◆ TWOJE INSTRUKCJE ◆
Proszę przekształcić w tabelę Markdown z kolumnami „Nr” i „Wiersz” tylko te wiersze wykazu, które biegną od jego początku aż do wiersza z „[1234,546,1270,598]” włącznie. Puste wiersze i obrazy pomiń.

◆ UDOSTĘPNIONE MATERIAŁY ◆
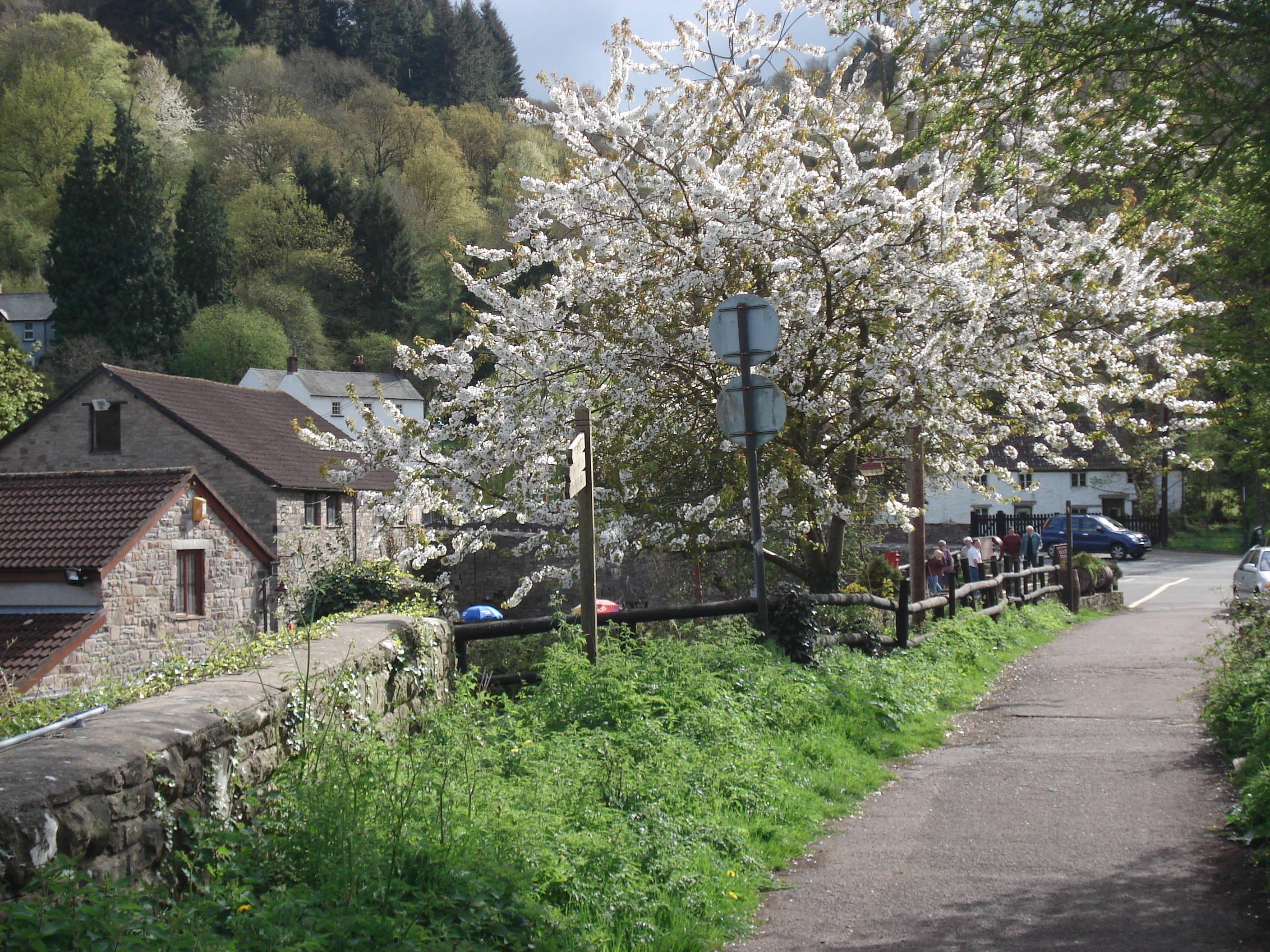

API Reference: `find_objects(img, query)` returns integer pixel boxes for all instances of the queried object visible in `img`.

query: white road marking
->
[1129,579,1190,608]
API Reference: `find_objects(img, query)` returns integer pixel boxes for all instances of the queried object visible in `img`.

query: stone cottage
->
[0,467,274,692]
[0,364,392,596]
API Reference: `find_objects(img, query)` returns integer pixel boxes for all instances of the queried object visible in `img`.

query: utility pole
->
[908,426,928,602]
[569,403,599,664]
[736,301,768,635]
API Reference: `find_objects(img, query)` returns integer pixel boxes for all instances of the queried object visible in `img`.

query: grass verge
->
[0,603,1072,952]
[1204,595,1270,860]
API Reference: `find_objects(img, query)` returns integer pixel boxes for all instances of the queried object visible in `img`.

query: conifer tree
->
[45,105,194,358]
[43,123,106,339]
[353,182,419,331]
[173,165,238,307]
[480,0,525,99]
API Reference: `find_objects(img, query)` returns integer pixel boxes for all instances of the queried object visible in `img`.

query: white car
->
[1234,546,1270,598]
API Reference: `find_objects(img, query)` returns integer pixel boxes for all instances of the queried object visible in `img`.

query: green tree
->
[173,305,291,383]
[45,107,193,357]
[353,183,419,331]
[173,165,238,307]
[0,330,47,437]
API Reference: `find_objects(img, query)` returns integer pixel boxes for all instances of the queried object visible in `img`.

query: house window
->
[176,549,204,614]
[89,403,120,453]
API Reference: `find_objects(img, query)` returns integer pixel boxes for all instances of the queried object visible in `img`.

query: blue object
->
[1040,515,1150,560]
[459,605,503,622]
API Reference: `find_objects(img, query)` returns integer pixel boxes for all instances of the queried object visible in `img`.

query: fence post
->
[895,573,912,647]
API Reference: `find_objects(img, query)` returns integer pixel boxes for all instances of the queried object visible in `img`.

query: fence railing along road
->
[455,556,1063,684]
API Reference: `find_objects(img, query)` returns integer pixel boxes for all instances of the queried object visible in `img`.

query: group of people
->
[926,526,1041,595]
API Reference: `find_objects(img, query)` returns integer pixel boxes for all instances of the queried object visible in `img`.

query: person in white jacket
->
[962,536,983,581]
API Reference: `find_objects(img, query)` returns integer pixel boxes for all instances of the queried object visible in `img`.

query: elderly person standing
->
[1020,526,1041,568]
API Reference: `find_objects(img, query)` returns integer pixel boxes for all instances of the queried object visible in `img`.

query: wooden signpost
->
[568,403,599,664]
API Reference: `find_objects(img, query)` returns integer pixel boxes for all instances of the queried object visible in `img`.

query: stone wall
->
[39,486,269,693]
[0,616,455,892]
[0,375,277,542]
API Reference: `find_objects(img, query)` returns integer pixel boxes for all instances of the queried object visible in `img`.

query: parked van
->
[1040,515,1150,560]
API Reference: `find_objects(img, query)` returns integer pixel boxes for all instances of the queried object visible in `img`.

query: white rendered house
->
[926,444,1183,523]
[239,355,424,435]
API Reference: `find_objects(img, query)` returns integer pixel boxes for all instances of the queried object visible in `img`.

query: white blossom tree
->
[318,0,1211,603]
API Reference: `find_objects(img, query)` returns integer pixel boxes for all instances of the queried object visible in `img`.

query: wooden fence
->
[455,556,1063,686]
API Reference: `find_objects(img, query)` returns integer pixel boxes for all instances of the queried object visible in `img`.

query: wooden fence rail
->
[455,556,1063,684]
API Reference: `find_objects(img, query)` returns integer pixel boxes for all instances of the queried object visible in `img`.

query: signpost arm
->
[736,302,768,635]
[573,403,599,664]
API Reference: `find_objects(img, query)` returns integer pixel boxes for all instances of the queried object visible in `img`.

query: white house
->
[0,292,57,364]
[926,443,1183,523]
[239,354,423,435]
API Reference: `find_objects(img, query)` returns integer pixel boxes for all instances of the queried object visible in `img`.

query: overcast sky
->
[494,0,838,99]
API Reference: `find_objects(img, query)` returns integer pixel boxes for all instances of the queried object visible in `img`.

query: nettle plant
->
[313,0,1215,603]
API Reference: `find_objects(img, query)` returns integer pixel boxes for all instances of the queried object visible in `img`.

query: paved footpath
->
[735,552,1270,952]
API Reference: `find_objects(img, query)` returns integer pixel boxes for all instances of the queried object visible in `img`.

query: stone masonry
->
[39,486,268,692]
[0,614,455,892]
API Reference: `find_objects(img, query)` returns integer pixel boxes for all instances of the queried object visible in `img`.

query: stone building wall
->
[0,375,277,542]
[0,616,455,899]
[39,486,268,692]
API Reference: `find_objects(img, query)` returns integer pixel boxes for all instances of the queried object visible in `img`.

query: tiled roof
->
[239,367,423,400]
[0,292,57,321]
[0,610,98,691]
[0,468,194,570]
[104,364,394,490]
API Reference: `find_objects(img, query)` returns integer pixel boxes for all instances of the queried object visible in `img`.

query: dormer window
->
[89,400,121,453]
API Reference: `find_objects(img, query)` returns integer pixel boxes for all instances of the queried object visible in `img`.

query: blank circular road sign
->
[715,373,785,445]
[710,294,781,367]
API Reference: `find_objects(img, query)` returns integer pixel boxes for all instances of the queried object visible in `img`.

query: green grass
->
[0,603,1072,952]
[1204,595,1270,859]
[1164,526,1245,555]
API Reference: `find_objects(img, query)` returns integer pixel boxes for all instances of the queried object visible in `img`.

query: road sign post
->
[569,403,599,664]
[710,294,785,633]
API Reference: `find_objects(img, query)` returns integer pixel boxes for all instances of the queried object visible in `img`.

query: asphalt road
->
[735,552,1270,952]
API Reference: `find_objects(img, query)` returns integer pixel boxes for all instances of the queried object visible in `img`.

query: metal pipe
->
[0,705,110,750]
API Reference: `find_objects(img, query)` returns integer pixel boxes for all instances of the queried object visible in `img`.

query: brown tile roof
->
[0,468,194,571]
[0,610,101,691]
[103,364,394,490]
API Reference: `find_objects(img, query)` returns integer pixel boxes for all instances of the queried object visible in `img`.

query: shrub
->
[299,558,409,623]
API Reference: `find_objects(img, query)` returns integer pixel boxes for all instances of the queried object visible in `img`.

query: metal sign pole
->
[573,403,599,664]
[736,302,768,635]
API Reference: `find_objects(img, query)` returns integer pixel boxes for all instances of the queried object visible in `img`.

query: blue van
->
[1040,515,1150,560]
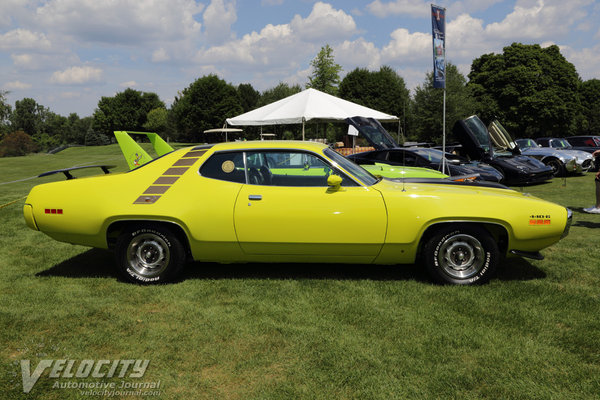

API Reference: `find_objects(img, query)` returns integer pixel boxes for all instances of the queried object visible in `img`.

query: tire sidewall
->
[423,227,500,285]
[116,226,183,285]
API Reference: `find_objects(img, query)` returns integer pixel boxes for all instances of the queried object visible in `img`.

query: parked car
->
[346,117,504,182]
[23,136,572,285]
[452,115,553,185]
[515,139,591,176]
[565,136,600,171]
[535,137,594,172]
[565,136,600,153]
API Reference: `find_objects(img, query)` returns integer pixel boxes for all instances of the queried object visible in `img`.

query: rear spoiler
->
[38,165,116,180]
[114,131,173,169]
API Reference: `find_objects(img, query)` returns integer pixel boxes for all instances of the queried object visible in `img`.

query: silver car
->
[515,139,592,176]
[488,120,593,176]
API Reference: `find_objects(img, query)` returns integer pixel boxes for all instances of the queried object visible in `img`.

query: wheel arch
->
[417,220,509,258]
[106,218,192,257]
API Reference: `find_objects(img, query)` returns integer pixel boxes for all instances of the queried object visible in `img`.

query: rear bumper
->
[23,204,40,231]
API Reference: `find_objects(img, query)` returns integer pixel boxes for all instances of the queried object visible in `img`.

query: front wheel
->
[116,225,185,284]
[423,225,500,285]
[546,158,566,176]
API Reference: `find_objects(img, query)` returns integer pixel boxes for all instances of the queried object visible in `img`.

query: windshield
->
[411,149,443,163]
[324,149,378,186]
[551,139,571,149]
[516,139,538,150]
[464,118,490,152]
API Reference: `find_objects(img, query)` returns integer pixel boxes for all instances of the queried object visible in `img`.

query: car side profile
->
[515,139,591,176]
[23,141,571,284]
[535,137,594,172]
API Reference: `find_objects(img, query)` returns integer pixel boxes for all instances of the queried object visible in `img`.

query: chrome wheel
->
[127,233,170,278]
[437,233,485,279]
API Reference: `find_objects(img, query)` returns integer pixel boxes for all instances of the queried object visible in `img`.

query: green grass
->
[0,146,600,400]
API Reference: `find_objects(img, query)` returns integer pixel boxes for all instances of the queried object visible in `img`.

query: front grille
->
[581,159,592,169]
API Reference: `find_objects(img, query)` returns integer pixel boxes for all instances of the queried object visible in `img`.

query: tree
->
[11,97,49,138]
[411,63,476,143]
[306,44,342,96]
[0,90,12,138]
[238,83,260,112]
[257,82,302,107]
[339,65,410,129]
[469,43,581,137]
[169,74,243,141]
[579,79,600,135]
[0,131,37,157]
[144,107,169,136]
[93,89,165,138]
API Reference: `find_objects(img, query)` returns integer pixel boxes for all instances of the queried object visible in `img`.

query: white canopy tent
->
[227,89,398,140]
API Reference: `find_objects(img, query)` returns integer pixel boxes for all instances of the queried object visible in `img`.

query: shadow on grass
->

◆ ODPOWIEDŹ NA ZADANIE ◆
| Nr | Wiersz |
|---|---|
| 1 | API Reference: `find_objects(img, query)` returns integer pixel boxes for all instances of the queried object visible in `img`. |
| 2 | query: white road marking |
| 3 | -> |
| 4 | [1129,579,1190,608] |
| 5 | API Reference: `find_objects(img, query)` returns integer pixel boxes for all instances of the queried object visible in `img`. |
| 6 | query: stone cottage |
| 7 | -> |
| 8 | [0,467,274,692] |
| 9 | [0,364,392,596] |
| 10 | API Reference: `find_objects(img, query)` returns integer pixel boxes for all instances of the queried object visible in `img`. |
| 11 | query: utility pole |
| 12 | -> |
| 13 | [908,426,928,602] |
| 14 | [569,403,599,664] |
| 15 | [736,301,768,635] |
| 16 | API Reference: `find_objects(img, query)` returns integer pixel boxes for all instances of the queried object visible in `img`. |
| 17 | query: grass verge |
| 18 | -> |
| 19 | [0,603,1072,952] |
| 20 | [1204,595,1270,860] |
| 21 | API Reference: `find_objects(img, query)` returns integer pixel boxes for all instances of the queried object visible in `img`. |
| 22 | query: conifer tree |
| 23 | -> |
| 24 | [45,105,194,358] |
| 25 | [43,123,106,339] |
| 26 | [353,182,419,331] |
| 27 | [173,165,238,307] |
| 28 | [480,0,525,99] |
| 29 | API Reference: `find_objects(img, query)` returns integer pixel boxes for all instances of the queried object visible in `img`. |
| 30 | query: white car |
| 31 | -> |
| 32 | [1234,546,1270,598] |